====== EXCERPT PROVIDED ======

Dedifferentiation and cell-cycle re

Dedifferentiation and cell-cycle re-entry. Totipotency is a characteristic of most plant species, reflecting their potential to build whole new individuals from a group of cells that become reprogrammed under favourable conditions. This attribute has been exploited successfully in tissue culture to establish regeneration protocols of various organs. Even highly specialized plant cells can retain full totipotency, as demonstrated, for example, by the stomatal guard cells of sugar beet ( Beta vulgaris ) from which plants can be regenerated [6]. Irrespective of the tissue type that is used as the source material, at least three main steps towards plant regeneration are required: cellular dedifferentiation, cell-cycle re-entry and induction of redifferentiation.

======

- _ACTIVITY LIST_
1. Copy the passage on dedifferentiation and cell-cycle re-entry word for word, from "Dedifferentiation and cell-cycle re-entry." up to and including "induction of redifferentiation.".
2. Write the next part of the passage on plant dedifferentiation and cell-cycle re-entry, starting right after its final sentence.

====== GIVEN ENTRIES ======

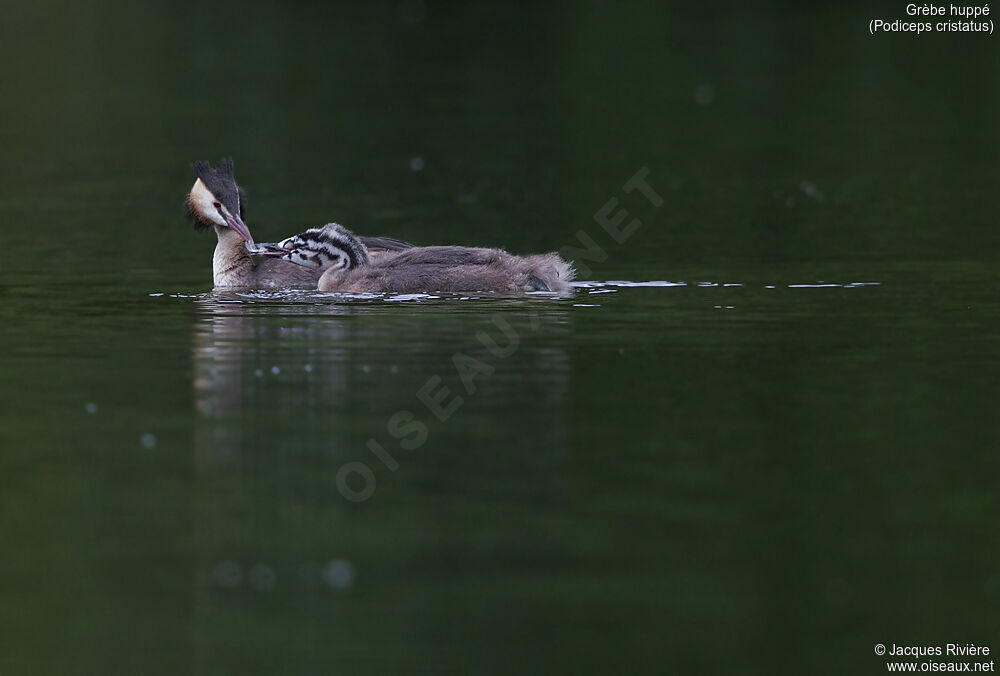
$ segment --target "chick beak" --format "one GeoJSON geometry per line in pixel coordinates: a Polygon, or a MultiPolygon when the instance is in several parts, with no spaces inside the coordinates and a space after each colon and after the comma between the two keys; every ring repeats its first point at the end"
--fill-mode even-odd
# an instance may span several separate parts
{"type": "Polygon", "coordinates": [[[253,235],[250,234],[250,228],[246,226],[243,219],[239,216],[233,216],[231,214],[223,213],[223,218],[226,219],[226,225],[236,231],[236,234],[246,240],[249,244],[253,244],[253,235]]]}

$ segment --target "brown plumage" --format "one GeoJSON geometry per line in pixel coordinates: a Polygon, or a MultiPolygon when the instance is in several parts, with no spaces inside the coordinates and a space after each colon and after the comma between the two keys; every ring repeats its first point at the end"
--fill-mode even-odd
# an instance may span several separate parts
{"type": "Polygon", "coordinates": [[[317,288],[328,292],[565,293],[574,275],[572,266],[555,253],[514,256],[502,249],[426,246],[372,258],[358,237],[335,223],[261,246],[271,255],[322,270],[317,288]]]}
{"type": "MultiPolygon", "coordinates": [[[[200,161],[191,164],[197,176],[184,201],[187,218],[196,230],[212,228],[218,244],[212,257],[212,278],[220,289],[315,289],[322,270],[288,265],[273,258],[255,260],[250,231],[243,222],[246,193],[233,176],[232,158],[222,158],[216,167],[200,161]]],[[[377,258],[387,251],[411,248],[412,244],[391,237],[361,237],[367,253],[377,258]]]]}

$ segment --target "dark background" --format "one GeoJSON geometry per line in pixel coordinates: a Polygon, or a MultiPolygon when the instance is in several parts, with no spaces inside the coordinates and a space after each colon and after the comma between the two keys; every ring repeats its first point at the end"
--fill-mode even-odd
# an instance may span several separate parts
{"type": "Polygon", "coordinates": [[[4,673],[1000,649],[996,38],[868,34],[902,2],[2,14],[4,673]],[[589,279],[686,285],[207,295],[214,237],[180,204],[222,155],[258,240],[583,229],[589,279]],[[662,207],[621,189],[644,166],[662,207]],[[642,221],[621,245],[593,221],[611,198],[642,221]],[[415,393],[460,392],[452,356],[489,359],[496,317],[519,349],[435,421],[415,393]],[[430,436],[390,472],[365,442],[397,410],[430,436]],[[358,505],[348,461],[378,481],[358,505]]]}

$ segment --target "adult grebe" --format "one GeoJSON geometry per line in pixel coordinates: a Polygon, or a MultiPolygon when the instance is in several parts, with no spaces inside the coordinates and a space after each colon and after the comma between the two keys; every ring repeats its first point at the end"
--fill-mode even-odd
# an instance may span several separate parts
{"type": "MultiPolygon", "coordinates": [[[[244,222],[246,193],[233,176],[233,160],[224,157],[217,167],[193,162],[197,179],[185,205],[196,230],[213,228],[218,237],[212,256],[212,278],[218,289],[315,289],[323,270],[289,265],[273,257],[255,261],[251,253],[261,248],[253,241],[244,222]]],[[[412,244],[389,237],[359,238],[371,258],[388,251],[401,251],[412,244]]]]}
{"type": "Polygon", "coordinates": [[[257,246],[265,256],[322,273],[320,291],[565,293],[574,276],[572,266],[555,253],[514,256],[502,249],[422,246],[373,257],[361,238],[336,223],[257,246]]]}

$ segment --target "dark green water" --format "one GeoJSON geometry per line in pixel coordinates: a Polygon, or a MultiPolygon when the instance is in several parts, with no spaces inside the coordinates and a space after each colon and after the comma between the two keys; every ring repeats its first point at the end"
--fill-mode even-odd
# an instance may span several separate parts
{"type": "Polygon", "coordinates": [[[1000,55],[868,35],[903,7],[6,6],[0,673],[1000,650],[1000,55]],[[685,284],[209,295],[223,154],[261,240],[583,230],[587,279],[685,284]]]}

======

- _SOLVED TASKS_
1.
Dedifferentiation and cell-cycle re-entry. Totipotency is a characteristic of most plant species, reflecting their potential to build whole new individuals from a group of cells that become reprogrammed under favourable conditions. This attribute has been exploited successfully in tissue culture to establish regeneration protocols of various organs. Even highly specialized plant cells can retain full totipotency, as demonstrated, for example, by the stomatal guard cells of sugar beet ( Beta vulgaris ) from which plants can be regenerated [6]. Irrespective of the tissue type that is used as the source material, at least three main steps towards plant regeneration are required: cellular dedifferentiation, cell-cycle re-entry and induction of redifferentiation.

2.
Dedifferentiation and cell-cycle entry are intimately linked, making it difficult to disentangle both processes at the molecular level. Significant progress in our knowledge has come from studies with protoplast cultures. Plant protoplasts can be obtained from intact tissues by enzymatic removal of the cell wall and, under appropriate conditions, they can be regenerated into intact plants. However, before they can re-enter the cell cycle, protoplasts that originate from differentiated tissues need to undergo an abrupt switch from a fully differentiated to a dedifferentiated status. Evidence indicates that this transition is accompanied by a change in the chromatin structure, thereby altering the portion of the genome that is accessible for transcription (euchromatin) versus the portion that is repressed (heterochromatin) [7].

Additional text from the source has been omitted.